- [INFORMATION SUPPLIED]:
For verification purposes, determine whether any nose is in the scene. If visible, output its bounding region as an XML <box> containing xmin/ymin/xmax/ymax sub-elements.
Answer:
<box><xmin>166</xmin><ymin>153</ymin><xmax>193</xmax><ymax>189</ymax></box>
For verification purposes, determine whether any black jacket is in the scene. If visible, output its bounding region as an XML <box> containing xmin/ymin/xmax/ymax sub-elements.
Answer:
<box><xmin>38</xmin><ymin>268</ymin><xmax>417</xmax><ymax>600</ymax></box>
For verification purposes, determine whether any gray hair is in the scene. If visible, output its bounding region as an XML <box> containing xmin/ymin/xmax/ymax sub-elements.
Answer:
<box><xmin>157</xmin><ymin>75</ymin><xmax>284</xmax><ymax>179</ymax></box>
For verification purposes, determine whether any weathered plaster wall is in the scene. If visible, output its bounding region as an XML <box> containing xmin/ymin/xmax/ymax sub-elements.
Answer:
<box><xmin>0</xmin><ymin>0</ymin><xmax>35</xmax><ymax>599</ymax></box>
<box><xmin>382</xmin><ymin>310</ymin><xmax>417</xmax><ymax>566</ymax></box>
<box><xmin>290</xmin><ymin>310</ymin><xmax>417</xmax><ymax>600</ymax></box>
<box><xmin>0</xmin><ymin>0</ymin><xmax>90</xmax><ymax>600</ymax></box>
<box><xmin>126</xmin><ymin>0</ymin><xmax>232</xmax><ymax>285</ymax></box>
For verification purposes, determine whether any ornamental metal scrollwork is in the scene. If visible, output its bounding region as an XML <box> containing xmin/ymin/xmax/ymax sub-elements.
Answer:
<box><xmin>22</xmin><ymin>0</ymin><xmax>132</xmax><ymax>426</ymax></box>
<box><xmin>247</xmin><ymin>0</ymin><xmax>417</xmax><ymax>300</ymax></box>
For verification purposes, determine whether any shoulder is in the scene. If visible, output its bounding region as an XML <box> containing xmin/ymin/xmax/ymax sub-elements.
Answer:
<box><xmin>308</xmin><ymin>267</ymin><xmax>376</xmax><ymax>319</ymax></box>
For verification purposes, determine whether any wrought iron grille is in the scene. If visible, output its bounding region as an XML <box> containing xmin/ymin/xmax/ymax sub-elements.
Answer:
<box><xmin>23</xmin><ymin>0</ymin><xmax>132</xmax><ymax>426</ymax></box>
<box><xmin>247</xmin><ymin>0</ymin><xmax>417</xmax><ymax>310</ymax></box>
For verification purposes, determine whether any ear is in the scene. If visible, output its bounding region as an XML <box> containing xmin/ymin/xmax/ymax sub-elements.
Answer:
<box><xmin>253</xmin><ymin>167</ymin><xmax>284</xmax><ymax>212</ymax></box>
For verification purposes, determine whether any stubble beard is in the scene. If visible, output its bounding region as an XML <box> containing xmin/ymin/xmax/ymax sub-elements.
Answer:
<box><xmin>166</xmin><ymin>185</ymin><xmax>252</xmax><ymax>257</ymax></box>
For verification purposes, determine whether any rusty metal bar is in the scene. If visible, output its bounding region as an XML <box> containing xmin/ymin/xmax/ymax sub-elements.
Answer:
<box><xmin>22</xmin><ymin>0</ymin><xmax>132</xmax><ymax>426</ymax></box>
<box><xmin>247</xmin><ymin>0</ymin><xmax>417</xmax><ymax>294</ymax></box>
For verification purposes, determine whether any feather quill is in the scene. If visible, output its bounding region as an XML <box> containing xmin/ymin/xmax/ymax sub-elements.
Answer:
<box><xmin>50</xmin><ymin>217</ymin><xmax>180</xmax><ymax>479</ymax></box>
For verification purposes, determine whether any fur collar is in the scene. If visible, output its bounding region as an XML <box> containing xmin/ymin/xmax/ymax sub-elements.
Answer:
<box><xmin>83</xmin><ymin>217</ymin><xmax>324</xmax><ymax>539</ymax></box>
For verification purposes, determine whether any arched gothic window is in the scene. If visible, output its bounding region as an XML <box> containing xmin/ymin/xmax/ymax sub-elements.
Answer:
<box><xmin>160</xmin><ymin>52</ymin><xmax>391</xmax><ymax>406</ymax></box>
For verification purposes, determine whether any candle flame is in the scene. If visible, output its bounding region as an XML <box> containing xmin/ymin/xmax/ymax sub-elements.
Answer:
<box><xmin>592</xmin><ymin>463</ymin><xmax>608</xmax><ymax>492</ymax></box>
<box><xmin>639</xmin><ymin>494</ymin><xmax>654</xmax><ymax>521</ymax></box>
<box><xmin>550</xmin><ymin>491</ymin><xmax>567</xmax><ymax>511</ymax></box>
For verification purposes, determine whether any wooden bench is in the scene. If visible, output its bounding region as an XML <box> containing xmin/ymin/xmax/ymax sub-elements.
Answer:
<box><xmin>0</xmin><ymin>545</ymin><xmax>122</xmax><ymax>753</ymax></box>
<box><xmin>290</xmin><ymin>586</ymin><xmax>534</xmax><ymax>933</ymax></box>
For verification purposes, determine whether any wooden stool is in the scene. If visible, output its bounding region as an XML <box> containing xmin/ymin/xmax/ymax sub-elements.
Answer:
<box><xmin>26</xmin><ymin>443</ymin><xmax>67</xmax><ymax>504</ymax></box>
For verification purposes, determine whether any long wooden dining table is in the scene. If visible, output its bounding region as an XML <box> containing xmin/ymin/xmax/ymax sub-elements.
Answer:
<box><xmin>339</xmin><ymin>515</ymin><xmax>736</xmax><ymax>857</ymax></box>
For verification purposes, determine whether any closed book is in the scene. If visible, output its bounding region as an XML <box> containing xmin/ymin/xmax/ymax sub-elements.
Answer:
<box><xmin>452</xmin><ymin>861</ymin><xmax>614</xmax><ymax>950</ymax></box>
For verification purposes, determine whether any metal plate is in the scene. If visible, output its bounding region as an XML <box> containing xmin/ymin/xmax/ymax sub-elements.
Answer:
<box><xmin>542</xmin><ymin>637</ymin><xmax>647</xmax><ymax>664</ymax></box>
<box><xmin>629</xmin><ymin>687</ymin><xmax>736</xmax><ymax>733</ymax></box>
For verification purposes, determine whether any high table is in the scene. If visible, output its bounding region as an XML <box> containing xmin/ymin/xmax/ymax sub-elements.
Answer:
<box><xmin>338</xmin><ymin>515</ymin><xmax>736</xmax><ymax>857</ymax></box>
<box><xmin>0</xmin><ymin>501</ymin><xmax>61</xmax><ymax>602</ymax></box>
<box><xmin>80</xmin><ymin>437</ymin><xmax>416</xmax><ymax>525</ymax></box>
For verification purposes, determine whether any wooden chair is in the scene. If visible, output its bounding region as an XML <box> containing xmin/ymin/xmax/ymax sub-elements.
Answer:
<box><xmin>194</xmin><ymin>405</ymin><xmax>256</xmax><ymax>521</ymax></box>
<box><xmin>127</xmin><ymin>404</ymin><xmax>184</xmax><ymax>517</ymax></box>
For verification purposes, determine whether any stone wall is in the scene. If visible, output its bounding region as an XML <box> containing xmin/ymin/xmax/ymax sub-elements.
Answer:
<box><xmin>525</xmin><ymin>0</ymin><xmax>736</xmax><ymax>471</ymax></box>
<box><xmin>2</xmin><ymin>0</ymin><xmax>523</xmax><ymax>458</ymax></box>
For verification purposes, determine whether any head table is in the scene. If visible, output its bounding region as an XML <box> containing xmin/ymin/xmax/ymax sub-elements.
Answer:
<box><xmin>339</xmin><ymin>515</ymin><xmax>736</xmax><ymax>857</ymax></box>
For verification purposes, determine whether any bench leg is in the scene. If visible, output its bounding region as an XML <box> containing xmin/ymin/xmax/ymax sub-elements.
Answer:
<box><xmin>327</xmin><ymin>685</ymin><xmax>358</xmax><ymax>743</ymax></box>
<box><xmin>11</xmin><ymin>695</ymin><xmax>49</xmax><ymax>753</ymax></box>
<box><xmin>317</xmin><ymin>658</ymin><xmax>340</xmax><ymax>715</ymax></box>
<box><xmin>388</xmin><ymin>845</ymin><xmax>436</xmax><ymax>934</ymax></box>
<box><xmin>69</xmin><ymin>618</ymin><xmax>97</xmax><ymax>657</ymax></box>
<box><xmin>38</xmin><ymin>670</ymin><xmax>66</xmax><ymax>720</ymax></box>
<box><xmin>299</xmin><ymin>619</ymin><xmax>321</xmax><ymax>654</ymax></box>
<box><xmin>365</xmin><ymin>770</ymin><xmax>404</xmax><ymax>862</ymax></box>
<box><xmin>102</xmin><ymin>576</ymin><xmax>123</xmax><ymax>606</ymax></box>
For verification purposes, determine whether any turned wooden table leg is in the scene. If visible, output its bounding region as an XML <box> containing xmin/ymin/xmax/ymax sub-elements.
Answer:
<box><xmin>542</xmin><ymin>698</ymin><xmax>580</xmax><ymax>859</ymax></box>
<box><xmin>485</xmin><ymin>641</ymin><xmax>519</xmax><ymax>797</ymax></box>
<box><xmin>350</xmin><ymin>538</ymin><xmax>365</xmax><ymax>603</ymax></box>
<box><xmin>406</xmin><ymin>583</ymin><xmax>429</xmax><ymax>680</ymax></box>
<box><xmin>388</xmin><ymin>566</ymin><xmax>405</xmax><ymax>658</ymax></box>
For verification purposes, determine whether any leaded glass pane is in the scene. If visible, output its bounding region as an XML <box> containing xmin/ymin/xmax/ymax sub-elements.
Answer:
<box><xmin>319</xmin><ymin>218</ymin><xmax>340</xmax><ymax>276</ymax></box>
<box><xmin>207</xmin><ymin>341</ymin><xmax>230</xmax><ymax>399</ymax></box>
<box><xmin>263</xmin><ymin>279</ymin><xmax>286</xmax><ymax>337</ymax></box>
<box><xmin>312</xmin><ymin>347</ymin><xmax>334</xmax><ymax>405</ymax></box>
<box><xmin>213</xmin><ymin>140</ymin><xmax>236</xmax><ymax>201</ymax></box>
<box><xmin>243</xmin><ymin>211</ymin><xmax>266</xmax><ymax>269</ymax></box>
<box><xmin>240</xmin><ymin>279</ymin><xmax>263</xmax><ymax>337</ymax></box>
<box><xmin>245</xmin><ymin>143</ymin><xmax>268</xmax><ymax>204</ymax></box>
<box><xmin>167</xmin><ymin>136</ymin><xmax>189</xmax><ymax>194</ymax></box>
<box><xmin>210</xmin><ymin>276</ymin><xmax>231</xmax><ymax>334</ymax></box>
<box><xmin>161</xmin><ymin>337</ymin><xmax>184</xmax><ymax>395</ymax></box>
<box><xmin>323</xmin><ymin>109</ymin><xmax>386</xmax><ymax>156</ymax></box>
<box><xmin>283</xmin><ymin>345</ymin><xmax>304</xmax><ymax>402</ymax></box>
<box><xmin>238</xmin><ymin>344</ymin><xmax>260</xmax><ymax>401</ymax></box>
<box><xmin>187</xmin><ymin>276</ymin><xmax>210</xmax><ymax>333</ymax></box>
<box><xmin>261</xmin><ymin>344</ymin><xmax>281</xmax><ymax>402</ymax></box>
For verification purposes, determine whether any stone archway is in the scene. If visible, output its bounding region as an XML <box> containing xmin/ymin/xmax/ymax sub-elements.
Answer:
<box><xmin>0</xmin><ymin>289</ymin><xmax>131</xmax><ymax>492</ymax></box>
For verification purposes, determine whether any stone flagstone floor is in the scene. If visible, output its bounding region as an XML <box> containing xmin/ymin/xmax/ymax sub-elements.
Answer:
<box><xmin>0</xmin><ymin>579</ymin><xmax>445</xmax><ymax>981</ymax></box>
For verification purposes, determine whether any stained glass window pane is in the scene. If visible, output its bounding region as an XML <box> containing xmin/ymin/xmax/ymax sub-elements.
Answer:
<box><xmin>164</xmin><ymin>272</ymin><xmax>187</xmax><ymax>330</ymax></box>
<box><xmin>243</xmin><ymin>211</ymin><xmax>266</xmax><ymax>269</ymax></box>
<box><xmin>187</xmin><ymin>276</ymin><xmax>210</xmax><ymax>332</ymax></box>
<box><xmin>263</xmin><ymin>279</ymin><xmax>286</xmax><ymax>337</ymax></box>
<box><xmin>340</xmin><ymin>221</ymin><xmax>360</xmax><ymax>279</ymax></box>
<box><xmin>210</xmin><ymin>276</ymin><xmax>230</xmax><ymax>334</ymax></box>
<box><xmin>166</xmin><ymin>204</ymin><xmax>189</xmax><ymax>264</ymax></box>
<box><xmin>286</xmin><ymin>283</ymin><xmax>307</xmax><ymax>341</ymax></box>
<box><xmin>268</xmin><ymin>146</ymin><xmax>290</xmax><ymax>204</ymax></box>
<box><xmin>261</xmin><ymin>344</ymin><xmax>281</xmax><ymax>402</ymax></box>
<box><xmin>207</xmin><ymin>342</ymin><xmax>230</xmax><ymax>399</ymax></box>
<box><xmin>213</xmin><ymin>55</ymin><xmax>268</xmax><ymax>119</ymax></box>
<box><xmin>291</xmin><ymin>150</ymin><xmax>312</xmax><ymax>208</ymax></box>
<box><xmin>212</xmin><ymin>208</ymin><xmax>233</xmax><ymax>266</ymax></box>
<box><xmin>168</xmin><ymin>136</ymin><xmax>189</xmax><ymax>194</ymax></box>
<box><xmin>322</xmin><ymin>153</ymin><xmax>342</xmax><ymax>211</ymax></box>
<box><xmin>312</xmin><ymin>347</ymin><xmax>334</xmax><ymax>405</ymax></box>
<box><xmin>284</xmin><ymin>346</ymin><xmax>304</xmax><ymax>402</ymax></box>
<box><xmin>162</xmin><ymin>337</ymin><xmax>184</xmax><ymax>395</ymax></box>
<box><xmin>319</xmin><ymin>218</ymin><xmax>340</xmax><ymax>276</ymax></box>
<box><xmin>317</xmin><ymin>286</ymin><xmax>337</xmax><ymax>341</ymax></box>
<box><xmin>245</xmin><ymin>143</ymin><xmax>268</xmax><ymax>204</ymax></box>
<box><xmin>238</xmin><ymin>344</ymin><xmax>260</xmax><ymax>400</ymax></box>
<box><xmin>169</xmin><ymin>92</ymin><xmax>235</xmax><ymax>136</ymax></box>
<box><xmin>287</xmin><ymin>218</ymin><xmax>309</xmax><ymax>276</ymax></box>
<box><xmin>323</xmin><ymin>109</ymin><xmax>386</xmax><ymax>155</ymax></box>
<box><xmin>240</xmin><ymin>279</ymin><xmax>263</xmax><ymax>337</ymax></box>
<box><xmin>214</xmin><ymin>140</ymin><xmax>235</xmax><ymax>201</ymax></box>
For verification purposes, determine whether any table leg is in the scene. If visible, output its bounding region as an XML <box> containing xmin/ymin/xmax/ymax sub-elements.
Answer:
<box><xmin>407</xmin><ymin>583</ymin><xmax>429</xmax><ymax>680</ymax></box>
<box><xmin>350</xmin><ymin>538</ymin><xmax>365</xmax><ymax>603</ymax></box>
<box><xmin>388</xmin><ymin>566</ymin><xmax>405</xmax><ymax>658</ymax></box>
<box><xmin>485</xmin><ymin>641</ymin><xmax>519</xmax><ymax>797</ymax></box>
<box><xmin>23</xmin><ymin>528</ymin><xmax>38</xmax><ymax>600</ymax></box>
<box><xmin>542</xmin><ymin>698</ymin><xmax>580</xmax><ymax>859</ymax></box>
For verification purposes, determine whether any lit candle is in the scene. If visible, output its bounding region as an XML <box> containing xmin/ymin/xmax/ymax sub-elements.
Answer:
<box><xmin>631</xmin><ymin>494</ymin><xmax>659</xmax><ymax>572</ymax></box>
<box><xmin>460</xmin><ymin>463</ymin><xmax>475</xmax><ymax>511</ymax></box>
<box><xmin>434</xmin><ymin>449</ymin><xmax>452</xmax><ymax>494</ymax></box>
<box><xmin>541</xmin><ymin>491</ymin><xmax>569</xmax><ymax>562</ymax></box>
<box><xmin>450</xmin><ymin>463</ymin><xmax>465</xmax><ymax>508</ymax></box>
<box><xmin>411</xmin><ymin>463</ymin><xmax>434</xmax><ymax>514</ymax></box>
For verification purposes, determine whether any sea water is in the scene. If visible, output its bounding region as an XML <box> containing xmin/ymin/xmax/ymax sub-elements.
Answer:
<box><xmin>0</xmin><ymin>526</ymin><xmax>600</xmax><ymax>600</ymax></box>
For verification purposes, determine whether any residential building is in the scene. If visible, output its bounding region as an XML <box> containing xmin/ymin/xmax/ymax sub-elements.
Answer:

- [CHALLENGE]:
In the listing, from the line with "For verification purposes, determine whether any lit" through the end of the listing, swap "scene" for "frame" and give those lines again with nothing else changed.

- [RESULT BELOW]:
For verification purposes, determine whether any lit candle is in the frame. If visible, output its bounding region as an XML <box> containing xmin/ymin/xmax/ymax sub-elements.
Answer:
<box><xmin>631</xmin><ymin>494</ymin><xmax>659</xmax><ymax>572</ymax></box>
<box><xmin>460</xmin><ymin>463</ymin><xmax>475</xmax><ymax>511</ymax></box>
<box><xmin>434</xmin><ymin>449</ymin><xmax>452</xmax><ymax>494</ymax></box>
<box><xmin>541</xmin><ymin>491</ymin><xmax>569</xmax><ymax>562</ymax></box>
<box><xmin>450</xmin><ymin>463</ymin><xmax>465</xmax><ymax>508</ymax></box>
<box><xmin>411</xmin><ymin>463</ymin><xmax>434</xmax><ymax>514</ymax></box>
For verification purposes, determine whether any sea water is in the frame. If visible, output its bounding region as an XML <box> containing xmin/ymin/xmax/ymax sub-elements.
Answer:
<box><xmin>0</xmin><ymin>526</ymin><xmax>600</xmax><ymax>600</ymax></box>
For verification purposes, determine whether any residential building is in the frame. If visible, output its bounding region as an XML <box> containing xmin/ymin/xmax/ymax sub-elements.
Answer:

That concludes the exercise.